Description of the task: Every single entry below should be reproduced verbatim.

Records shown:
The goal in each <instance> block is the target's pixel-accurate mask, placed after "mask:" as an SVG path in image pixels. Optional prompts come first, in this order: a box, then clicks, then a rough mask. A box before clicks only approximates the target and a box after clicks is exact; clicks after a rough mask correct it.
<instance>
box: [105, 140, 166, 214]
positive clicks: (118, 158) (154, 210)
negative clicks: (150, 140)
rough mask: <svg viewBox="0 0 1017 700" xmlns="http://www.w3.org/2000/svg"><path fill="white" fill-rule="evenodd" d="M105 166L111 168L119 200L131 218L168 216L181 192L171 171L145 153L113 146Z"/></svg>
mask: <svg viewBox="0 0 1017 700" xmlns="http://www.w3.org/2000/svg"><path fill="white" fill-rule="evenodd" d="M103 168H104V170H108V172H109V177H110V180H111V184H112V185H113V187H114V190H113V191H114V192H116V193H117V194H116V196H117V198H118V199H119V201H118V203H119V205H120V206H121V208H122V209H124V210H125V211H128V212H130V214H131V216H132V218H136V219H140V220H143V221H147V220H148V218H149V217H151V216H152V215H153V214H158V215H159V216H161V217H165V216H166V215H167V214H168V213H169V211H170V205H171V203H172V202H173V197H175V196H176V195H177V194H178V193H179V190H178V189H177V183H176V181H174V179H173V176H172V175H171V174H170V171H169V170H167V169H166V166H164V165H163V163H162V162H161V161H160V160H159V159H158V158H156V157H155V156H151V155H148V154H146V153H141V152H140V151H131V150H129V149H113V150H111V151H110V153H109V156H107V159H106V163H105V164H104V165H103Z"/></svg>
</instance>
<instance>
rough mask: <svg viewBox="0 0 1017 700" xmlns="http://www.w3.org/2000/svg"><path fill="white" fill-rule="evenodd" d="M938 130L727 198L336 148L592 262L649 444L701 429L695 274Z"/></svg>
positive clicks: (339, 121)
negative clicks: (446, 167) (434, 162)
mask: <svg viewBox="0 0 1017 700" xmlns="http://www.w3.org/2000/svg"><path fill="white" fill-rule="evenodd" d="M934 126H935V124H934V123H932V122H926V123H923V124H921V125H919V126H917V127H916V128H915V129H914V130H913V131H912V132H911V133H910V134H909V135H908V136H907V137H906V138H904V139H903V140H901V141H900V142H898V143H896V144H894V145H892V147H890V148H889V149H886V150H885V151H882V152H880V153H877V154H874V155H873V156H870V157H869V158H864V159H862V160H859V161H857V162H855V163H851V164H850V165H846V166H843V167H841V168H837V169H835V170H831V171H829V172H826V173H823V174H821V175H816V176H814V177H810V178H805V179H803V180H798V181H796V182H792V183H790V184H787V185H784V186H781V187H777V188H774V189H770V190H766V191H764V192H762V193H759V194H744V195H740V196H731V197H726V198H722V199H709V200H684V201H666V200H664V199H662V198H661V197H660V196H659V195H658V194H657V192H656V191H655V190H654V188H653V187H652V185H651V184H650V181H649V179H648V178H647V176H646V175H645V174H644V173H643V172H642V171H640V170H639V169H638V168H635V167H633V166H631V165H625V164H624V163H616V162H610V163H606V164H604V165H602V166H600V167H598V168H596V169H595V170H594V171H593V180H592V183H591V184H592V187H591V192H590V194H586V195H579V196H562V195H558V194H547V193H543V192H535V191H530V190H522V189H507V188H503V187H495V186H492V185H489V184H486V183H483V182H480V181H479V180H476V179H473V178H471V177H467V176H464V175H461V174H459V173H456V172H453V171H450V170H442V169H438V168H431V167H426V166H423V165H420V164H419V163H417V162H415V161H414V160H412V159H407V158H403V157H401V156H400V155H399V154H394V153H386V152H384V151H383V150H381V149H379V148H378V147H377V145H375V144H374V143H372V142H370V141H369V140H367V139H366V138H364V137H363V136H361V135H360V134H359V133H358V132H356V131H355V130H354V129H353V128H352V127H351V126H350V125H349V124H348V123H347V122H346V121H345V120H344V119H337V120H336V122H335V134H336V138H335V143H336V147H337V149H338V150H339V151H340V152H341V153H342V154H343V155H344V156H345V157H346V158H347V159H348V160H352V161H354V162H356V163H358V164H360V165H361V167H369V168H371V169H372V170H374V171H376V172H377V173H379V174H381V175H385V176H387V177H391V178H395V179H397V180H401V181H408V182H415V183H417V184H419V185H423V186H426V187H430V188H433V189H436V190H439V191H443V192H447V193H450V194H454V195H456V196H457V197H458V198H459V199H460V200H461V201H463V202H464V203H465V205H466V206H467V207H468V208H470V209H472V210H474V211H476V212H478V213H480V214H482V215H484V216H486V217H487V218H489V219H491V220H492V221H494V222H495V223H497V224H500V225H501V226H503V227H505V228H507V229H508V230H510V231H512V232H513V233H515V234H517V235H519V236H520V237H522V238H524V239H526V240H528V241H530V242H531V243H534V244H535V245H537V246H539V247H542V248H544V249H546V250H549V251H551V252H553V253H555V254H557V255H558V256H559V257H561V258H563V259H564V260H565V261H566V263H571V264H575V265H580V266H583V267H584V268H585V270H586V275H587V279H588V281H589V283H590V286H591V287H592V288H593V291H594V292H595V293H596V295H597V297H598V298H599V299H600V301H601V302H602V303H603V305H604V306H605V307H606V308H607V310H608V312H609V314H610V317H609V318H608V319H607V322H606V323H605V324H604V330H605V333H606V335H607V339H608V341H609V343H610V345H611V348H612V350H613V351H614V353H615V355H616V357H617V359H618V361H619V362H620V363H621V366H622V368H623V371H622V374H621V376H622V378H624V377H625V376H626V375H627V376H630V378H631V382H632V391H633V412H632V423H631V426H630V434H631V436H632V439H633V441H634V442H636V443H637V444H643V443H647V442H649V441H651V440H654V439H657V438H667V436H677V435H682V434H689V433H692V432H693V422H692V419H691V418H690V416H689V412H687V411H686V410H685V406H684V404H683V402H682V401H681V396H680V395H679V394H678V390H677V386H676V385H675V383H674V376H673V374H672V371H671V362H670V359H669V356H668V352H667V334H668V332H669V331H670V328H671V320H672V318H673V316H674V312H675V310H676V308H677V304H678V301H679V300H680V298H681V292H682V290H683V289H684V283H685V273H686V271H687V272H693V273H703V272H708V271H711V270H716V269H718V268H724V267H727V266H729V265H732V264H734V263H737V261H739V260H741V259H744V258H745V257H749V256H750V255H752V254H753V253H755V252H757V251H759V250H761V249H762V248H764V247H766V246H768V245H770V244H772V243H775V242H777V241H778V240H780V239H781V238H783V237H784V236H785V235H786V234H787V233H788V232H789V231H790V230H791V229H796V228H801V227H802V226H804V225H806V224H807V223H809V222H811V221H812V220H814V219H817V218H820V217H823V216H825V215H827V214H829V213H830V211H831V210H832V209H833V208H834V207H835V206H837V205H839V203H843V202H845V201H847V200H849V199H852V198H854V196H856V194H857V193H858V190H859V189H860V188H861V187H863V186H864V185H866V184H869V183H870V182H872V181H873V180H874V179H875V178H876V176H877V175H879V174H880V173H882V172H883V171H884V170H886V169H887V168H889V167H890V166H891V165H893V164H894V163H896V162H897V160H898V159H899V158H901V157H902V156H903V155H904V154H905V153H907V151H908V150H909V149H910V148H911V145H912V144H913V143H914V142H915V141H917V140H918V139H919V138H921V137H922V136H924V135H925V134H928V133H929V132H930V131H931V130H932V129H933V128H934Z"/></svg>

Exercise solution:
The goal in each <instance> block is the target's pixel-accurate mask, placed after "mask:" as an SVG path in image pixels. Optional prompts come first, in this order: a box, then clicks, then a rough mask. A box before clicks only approximates the target and a box after clicks is exact; clicks after a rough mask correct it.
<instance>
box: [105, 140, 166, 214]
positive clicks: (118, 158) (154, 210)
negative clicks: (150, 140)
rough mask: <svg viewBox="0 0 1017 700" xmlns="http://www.w3.org/2000/svg"><path fill="white" fill-rule="evenodd" d="M105 166L111 168L119 200L131 218L168 216L181 192L171 171L145 153L113 146Z"/></svg>
mask: <svg viewBox="0 0 1017 700" xmlns="http://www.w3.org/2000/svg"><path fill="white" fill-rule="evenodd" d="M103 168H104V170H108V172H109V177H110V180H111V184H112V185H113V187H114V190H113V191H114V192H116V193H117V194H116V196H117V198H118V199H119V201H118V203H119V205H120V206H121V208H122V209H124V210H125V211H128V212H130V214H131V216H132V218H136V219H140V220H143V221H147V220H148V218H149V217H151V216H152V215H153V214H158V215H159V216H161V217H165V216H166V215H167V214H168V213H169V211H170V205H171V203H172V202H173V197H175V196H176V195H177V194H178V193H179V190H178V189H177V183H176V181H174V179H173V176H172V175H171V174H170V171H169V170H167V169H166V166H164V165H163V163H162V162H161V161H160V160H159V159H158V158H156V157H155V156H151V155H148V154H146V153H141V152H140V151H131V150H129V149H113V150H111V151H110V153H109V156H107V159H106V163H105V164H104V165H103Z"/></svg>
</instance>
<instance>
rough mask: <svg viewBox="0 0 1017 700" xmlns="http://www.w3.org/2000/svg"><path fill="white" fill-rule="evenodd" d="M938 130L727 198L336 148L592 262L649 444L701 429L695 274Z"/></svg>
positive clicks: (339, 121)
negative clicks: (446, 167) (434, 162)
mask: <svg viewBox="0 0 1017 700" xmlns="http://www.w3.org/2000/svg"><path fill="white" fill-rule="evenodd" d="M934 126H935V124H934V123H932V122H926V123H923V124H921V125H919V126H917V127H916V128H915V129H914V130H913V131H912V132H911V133H910V134H909V135H908V136H907V137H906V138H904V139H903V140H901V141H900V142H898V143H896V144H894V145H892V147H890V148H889V149H886V150H885V151H882V152H880V153H877V154H874V155H873V156H870V157H869V158H864V159H862V160H859V161H857V162H855V163H851V164H850V165H846V166H843V167H841V168H837V169H835V170H831V171H829V172H826V173H823V174H821V175H816V176H814V177H810V178H805V179H803V180H798V181H796V182H792V183H790V184H787V185H784V186H781V187H777V188H774V189H770V190H766V191H764V192H762V193H759V194H744V195H740V196H731V197H726V198H722V199H709V200H684V201H666V200H664V199H662V198H661V197H660V196H659V195H658V194H657V192H656V191H655V190H654V188H653V187H652V185H651V184H650V181H649V179H648V178H647V176H646V175H645V174H644V173H643V172H642V171H640V170H639V169H638V168H635V167H633V166H631V165H625V164H624V163H616V162H610V163H606V164H604V165H602V166H600V167H598V168H596V169H595V170H594V171H593V180H592V183H591V184H592V187H591V192H590V194H586V195H579V196H562V195H558V194H547V193H543V192H535V191H530V190H522V189H507V188H503V187H495V186H492V185H489V184H486V183H483V182H480V181H479V180H476V179H473V178H471V177H467V176H464V175H461V174H459V173H456V172H453V171H450V170H442V169H438V168H431V167H426V166H423V165H420V164H419V163H417V162H415V161H414V160H412V159H407V158H403V157H401V156H400V155H399V154H394V153H386V152H384V151H383V150H381V149H379V148H378V147H377V145H375V144H374V143H372V142H370V141H369V140H367V139H366V138H364V137H363V136H361V135H360V134H359V133H358V132H356V131H355V130H354V129H353V128H352V127H351V126H350V125H349V124H348V123H347V122H346V121H345V120H344V119H337V120H336V122H335V134H336V138H335V143H336V147H337V149H338V150H339V151H340V152H341V153H342V154H343V155H344V156H345V157H346V158H347V159H348V160H352V161H354V162H356V163H358V164H360V165H361V167H369V168H371V169H372V170H374V171H376V172H377V173H379V174H381V175H385V176H387V177H391V178H395V179H397V180H401V181H408V182H415V183H417V184H419V185H423V186H426V187H430V188H433V189H436V190H439V191H443V192H447V193H450V194H454V195H456V196H457V197H458V198H459V199H460V200H461V201H463V202H464V203H465V205H466V206H467V207H468V208H470V209H472V210H474V211H476V212H478V213H480V214H482V215H484V216H486V217H487V218H489V219H491V220H492V221H494V222H495V223H497V224H500V225H501V226H503V227H505V228H507V229H508V230H510V231H512V232H513V233H515V234H517V235H519V236H520V237H522V238H524V239H526V240H528V241H530V242H531V243H534V244H535V245H537V246H539V247H542V248H544V249H546V250H549V251H551V252H553V253H555V254H557V255H558V256H559V257H561V258H563V259H564V260H565V261H566V263H571V264H575V265H580V266H583V267H584V268H585V270H586V275H587V279H588V281H589V283H590V286H591V287H592V288H593V291H594V292H595V293H596V295H597V297H598V298H599V299H600V301H601V302H602V303H603V305H604V306H605V307H606V308H607V310H608V312H609V314H610V317H609V318H608V319H607V322H606V323H605V324H604V330H605V333H606V335H607V339H608V341H609V343H610V345H611V348H612V350H613V351H614V353H615V355H616V357H617V359H618V361H619V362H620V363H621V366H622V368H623V371H622V374H621V376H622V378H624V377H625V376H626V375H627V376H630V378H631V382H632V391H633V412H632V423H631V426H630V434H631V436H632V439H633V441H634V442H636V443H637V444H643V443H647V442H649V441H651V440H654V439H657V438H667V436H677V435H682V434H689V433H692V432H693V422H692V419H691V418H690V416H689V412H687V411H686V410H685V406H684V404H683V402H682V401H681V396H680V395H679V394H678V390H677V386H676V385H675V383H674V376H673V374H672V371H671V362H670V359H669V356H668V352H667V334H668V332H669V331H670V328H671V320H672V318H673V316H674V312H675V310H676V308H677V304H678V301H679V300H680V298H681V292H682V290H683V289H684V283H685V273H686V271H687V272H693V273H703V272H708V271H711V270H716V269H718V268H724V267H727V266H729V265H732V264H734V263H737V261H739V260H741V259H744V258H745V257H749V256H750V255H752V254H753V253H755V252H757V251H759V250H761V249H762V248H764V247H766V246H768V245H770V244H772V243H775V242H777V241H778V240H780V239H781V238H783V237H784V236H785V235H786V234H787V233H788V232H789V231H790V230H791V229H796V228H801V227H802V226H804V225H806V224H807V223H809V222H811V221H812V220H814V219H817V218H820V217H823V216H825V215H827V214H829V213H830V211H831V210H832V209H833V208H834V207H835V206H837V205H839V203H843V202H845V201H847V200H849V199H852V198H854V196H856V194H857V193H858V190H859V189H860V188H861V187H863V186H864V185H866V184H869V183H870V182H872V181H873V180H874V179H875V178H876V176H877V175H879V174H880V173H882V172H883V171H884V170H886V169H887V168H889V167H890V166H891V165H893V164H894V163H896V162H897V160H898V159H899V158H901V157H902V156H903V155H904V154H905V153H907V151H908V150H909V149H910V148H911V145H912V144H913V143H914V142H915V141H917V140H918V139H919V138H921V137H922V136H924V135H925V134H928V133H929V132H930V131H931V130H932V129H933V128H934Z"/></svg>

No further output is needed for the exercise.